*DIRECTIVE 1:* Retype the stretch of the forum introduction from "Hey Guys! I" through "book without trembling.".

*DOCUMENT EXTRACT:*
========

# Little Nerdy Vietnamese Girl



## PersonneParfait (Nov 15, 2009)

Hey Guys! I am a 14 going on 15 year old Vietnamese girl who developed a passion and hobby with makeup for about a year now. But makeup isn't the only thing about me. 

I am the type of person who would laugh at anything and everything. It might be a flaw, considering i snort while i laugh, or if your nice, consider it a charm. I aim to be successful and a strong figure for women in the future. If i wasn't so in love with makeup, i would aim to be a detective and fight crime with my determination and confidence. But that dream is less likely to become reality considering i can't even lift up an algebra text book without trembling.
Instead i aim to be a cosmetic chemist and create even BETTER products than MAC. Yes you heard me, BETTER xD I want my own cosmetic company and be one of the biggest names in the industry. 
	

	
	
		
		

		
		
	


	




I like watching horror films, but then later regret it because i become paranoid and don't leave my room for days.  
Some people think im older than my actual age which bothers me a bit, but i guess i benefit from it because people at sephora take me seriously and give me good customer service unlike my friends xD. I love eating lobsters, shrimp scampi, shrimp tempura, dynamite sushi rolls, vietnamese cuisines, Steak, and lots and lots of seafood. I'm allergic to banana's xD i would love to travel to London and Japan someday.

========

*ROWS:*

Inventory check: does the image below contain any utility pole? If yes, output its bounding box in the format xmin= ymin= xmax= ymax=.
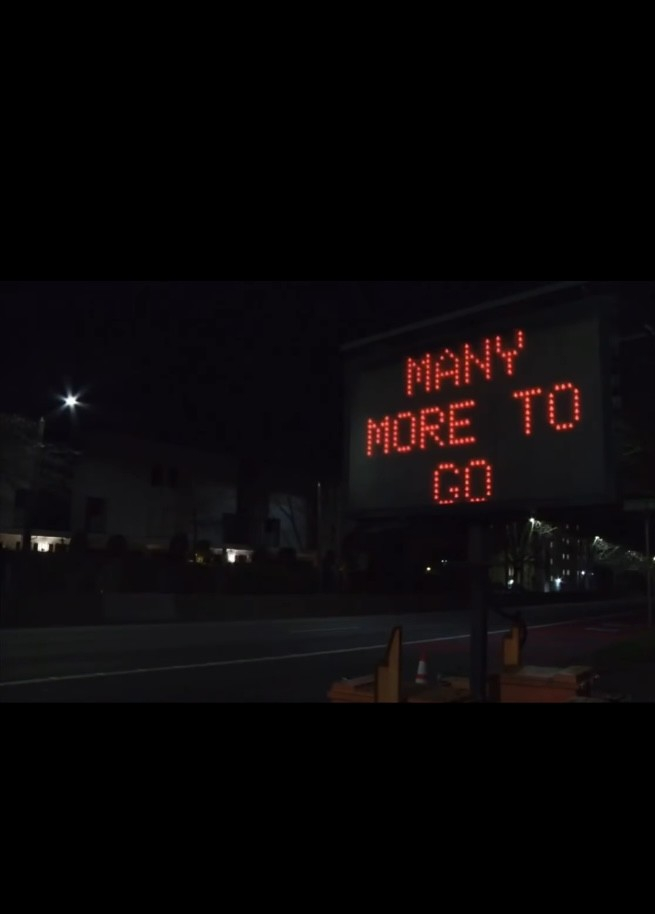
xmin=316 ymin=481 xmax=323 ymax=590
xmin=644 ymin=511 xmax=653 ymax=628
xmin=22 ymin=416 xmax=45 ymax=552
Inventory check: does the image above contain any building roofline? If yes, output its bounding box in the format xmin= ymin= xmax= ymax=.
xmin=340 ymin=280 xmax=590 ymax=352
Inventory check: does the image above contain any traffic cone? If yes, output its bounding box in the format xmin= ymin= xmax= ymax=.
xmin=414 ymin=652 xmax=428 ymax=685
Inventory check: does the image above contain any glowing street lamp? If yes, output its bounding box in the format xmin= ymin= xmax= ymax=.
xmin=22 ymin=393 xmax=82 ymax=552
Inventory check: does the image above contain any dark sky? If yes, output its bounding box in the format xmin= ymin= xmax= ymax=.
xmin=0 ymin=281 xmax=652 ymax=480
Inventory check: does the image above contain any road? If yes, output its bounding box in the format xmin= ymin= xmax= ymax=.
xmin=0 ymin=603 xmax=643 ymax=702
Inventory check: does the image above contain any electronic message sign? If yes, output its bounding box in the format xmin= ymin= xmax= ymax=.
xmin=348 ymin=309 xmax=612 ymax=514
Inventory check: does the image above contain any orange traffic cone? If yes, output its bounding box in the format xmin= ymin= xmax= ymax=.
xmin=414 ymin=652 xmax=428 ymax=685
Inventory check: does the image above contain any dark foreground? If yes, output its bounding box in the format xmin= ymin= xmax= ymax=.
xmin=0 ymin=603 xmax=646 ymax=702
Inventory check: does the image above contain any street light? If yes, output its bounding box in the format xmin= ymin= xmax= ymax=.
xmin=22 ymin=393 xmax=81 ymax=552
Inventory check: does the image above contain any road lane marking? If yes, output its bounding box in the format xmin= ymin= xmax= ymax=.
xmin=289 ymin=625 xmax=361 ymax=635
xmin=0 ymin=613 xmax=636 ymax=689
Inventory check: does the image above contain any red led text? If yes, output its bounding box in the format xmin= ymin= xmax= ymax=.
xmin=405 ymin=330 xmax=525 ymax=397
xmin=366 ymin=400 xmax=476 ymax=457
xmin=433 ymin=460 xmax=493 ymax=505
xmin=512 ymin=381 xmax=582 ymax=435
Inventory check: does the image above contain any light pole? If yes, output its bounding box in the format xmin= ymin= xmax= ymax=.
xmin=22 ymin=394 xmax=80 ymax=552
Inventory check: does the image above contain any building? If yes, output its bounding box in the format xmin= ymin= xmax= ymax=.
xmin=71 ymin=434 xmax=237 ymax=549
xmin=0 ymin=420 xmax=315 ymax=562
xmin=0 ymin=422 xmax=241 ymax=551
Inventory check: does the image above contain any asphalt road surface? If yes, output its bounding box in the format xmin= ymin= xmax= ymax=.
xmin=0 ymin=603 xmax=643 ymax=702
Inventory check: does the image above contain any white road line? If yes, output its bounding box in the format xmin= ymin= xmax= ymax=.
xmin=289 ymin=625 xmax=361 ymax=635
xmin=0 ymin=613 xmax=636 ymax=689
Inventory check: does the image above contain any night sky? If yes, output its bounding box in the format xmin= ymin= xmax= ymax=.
xmin=0 ymin=281 xmax=653 ymax=484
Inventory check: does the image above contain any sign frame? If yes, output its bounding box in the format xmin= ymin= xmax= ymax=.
xmin=342 ymin=290 xmax=618 ymax=521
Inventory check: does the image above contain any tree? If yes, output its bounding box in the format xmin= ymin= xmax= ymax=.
xmin=271 ymin=494 xmax=304 ymax=552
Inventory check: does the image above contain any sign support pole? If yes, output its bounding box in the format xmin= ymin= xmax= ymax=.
xmin=644 ymin=511 xmax=653 ymax=628
xmin=468 ymin=524 xmax=488 ymax=701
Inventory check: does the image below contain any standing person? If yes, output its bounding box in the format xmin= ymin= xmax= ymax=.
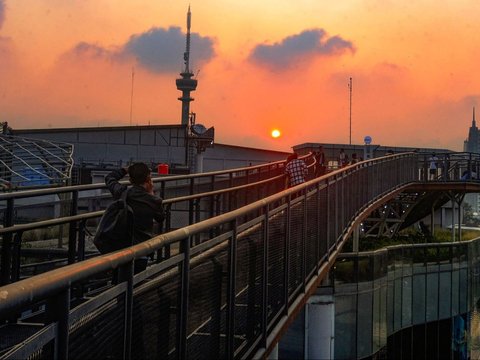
xmin=105 ymin=162 xmax=164 ymax=273
xmin=285 ymin=153 xmax=308 ymax=187
xmin=350 ymin=153 xmax=358 ymax=165
xmin=428 ymin=153 xmax=438 ymax=180
xmin=315 ymin=145 xmax=327 ymax=177
xmin=338 ymin=149 xmax=348 ymax=168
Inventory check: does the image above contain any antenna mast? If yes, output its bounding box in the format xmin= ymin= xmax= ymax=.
xmin=348 ymin=78 xmax=352 ymax=145
xmin=130 ymin=66 xmax=135 ymax=126
xmin=176 ymin=6 xmax=197 ymax=126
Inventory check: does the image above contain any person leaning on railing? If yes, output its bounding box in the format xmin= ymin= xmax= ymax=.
xmin=285 ymin=153 xmax=308 ymax=188
xmin=105 ymin=162 xmax=164 ymax=273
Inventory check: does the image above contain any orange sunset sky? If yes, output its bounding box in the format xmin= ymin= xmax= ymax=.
xmin=0 ymin=0 xmax=480 ymax=151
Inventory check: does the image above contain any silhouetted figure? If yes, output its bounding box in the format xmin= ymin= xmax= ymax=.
xmin=350 ymin=153 xmax=358 ymax=164
xmin=105 ymin=163 xmax=164 ymax=273
xmin=315 ymin=146 xmax=327 ymax=177
xmin=285 ymin=153 xmax=308 ymax=187
xmin=338 ymin=149 xmax=348 ymax=168
xmin=418 ymin=221 xmax=432 ymax=240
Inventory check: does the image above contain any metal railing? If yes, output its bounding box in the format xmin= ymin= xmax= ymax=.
xmin=0 ymin=153 xmax=419 ymax=359
xmin=0 ymin=154 xmax=313 ymax=284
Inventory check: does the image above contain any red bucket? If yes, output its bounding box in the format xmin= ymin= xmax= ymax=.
xmin=157 ymin=164 xmax=168 ymax=175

========

*DIRECTIVE 2:* In the rows, swap "Inventory check" for "Scene check" in the stretch from the line containing "Inventory check: does the image above contain any road lane" through the line containing "xmin=0 ymin=281 xmax=653 ymax=484". Give back only those lines, with nothing else altered.

*EXERCISE SOLUTION 1:*
Hey Guys! I am a 14 going on 15 year old Vietnamese girl who developed a passion and hobby with makeup for about a year now. But makeup isn't the only thing about me. 

I am the type of person who would laugh at anything and everything. It might be a flaw, considering i snort while i laugh, or if your nice, consider it a charm. I aim to be successful and a strong figure for women in the future. If i wasn't so in love with makeup, i would aim to be a detective and fight crime with my determination and confidence. But that dream is less likely to become reality considering i can't even lift up an algebra text book without trembling.

*EXERCISE SOLUTION 2:*
Scene check: does the image above contain any road lane marking? If yes, output its bounding box in the format xmin= ymin= xmax= ymax=.
xmin=289 ymin=625 xmax=361 ymax=635
xmin=0 ymin=613 xmax=636 ymax=689
Scene check: does the image above contain any red led text? If yes, output its bounding box in the format xmin= ymin= xmax= ymax=.
xmin=405 ymin=330 xmax=525 ymax=397
xmin=366 ymin=400 xmax=476 ymax=457
xmin=433 ymin=460 xmax=493 ymax=505
xmin=512 ymin=381 xmax=582 ymax=435
Scene check: does the image above contain any light pole? If yes, output its bounding box in the format xmin= ymin= xmax= ymax=.
xmin=22 ymin=394 xmax=80 ymax=552
Scene check: does the image above contain any building? If yes, output its bounding box in the format xmin= ymin= xmax= ymax=.
xmin=71 ymin=434 xmax=237 ymax=549
xmin=0 ymin=420 xmax=315 ymax=562
xmin=0 ymin=422 xmax=241 ymax=551
Scene check: does the image above contain any asphalt road surface? If yes, output its bounding box in the format xmin= ymin= xmax= ymax=.
xmin=0 ymin=603 xmax=643 ymax=702
Scene check: does the image above contain any white road line? If yes, output its bounding box in the format xmin= ymin= xmax= ymax=.
xmin=289 ymin=625 xmax=361 ymax=635
xmin=0 ymin=613 xmax=636 ymax=689
Scene check: does the image above contain any night sky? If yes, output its bounding box in the format xmin= ymin= xmax= ymax=.
xmin=0 ymin=281 xmax=653 ymax=484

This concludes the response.